◆ INSTRUCTIONS FOR THE TASK ◆
Pull out each line in the records below that has the word "waiter", and copy those lines.
· · ·
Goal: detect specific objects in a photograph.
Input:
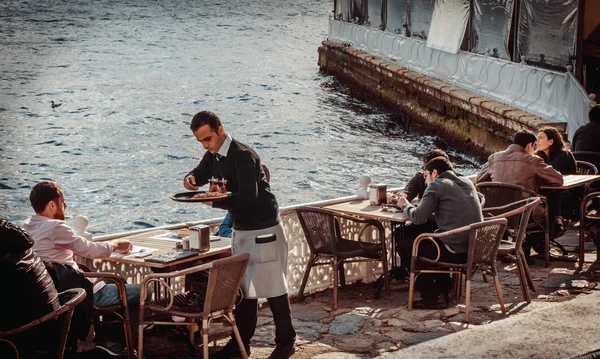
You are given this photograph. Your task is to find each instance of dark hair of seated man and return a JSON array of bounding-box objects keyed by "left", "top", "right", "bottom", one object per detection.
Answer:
[
  {"left": 588, "top": 105, "right": 600, "bottom": 122},
  {"left": 425, "top": 157, "right": 454, "bottom": 176},
  {"left": 513, "top": 130, "right": 537, "bottom": 148},
  {"left": 423, "top": 148, "right": 450, "bottom": 163}
]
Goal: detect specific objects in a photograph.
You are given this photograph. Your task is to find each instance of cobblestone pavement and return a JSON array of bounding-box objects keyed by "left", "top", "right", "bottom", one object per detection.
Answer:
[{"left": 145, "top": 232, "right": 600, "bottom": 359}]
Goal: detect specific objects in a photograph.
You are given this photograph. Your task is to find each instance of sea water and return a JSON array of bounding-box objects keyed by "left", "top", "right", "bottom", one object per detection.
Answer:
[{"left": 0, "top": 0, "right": 477, "bottom": 233}]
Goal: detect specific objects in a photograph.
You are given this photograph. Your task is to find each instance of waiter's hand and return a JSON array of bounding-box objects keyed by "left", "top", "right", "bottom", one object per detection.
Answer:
[
  {"left": 398, "top": 196, "right": 408, "bottom": 208},
  {"left": 111, "top": 239, "right": 133, "bottom": 254},
  {"left": 183, "top": 175, "right": 198, "bottom": 191}
]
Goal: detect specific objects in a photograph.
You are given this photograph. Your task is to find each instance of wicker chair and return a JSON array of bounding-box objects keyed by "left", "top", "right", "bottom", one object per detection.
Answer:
[
  {"left": 484, "top": 197, "right": 541, "bottom": 303},
  {"left": 0, "top": 288, "right": 85, "bottom": 359},
  {"left": 408, "top": 218, "right": 506, "bottom": 322},
  {"left": 296, "top": 207, "right": 390, "bottom": 309},
  {"left": 138, "top": 253, "right": 250, "bottom": 358},
  {"left": 79, "top": 272, "right": 136, "bottom": 359},
  {"left": 577, "top": 161, "right": 598, "bottom": 175},
  {"left": 573, "top": 151, "right": 600, "bottom": 173},
  {"left": 477, "top": 182, "right": 550, "bottom": 267},
  {"left": 579, "top": 192, "right": 600, "bottom": 270}
]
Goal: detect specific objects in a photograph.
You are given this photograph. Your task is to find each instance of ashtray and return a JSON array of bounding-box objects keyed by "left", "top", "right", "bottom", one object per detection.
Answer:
[{"left": 381, "top": 204, "right": 402, "bottom": 213}]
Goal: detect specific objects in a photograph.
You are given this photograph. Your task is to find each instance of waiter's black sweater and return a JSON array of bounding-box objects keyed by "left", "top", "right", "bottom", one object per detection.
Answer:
[{"left": 186, "top": 140, "right": 279, "bottom": 230}]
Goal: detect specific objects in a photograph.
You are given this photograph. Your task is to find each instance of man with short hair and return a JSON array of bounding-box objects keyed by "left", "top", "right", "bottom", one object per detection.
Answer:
[
  {"left": 0, "top": 220, "right": 61, "bottom": 358},
  {"left": 477, "top": 131, "right": 563, "bottom": 192},
  {"left": 571, "top": 105, "right": 600, "bottom": 153},
  {"left": 23, "top": 182, "right": 140, "bottom": 355},
  {"left": 398, "top": 157, "right": 483, "bottom": 308},
  {"left": 183, "top": 111, "right": 296, "bottom": 359},
  {"left": 388, "top": 148, "right": 449, "bottom": 280}
]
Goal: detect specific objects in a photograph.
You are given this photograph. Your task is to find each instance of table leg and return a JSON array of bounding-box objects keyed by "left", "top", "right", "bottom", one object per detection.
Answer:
[{"left": 390, "top": 222, "right": 404, "bottom": 269}]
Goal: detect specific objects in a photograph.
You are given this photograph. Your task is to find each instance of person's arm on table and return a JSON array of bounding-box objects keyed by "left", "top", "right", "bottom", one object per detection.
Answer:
[
  {"left": 398, "top": 186, "right": 438, "bottom": 224},
  {"left": 53, "top": 222, "right": 131, "bottom": 258}
]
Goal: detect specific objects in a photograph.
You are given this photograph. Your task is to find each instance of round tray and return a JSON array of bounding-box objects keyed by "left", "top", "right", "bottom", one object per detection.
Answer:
[{"left": 171, "top": 191, "right": 231, "bottom": 202}]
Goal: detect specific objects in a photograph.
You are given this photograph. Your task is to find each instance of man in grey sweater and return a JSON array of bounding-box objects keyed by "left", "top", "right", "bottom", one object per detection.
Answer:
· · ·
◆ FINAL RESULT ◆
You are given this photograph. Your task is to find each instance of waiter's hand and return a JSON array of bounding-box objects keyed by "left", "top", "right", "bottom", one object per detection.
You are given this photograph. Your task is to find each instance of waiter's black sweater and return a JSON array of bounding-box objects keyed by "left", "top", "right", "bottom", one object per detection.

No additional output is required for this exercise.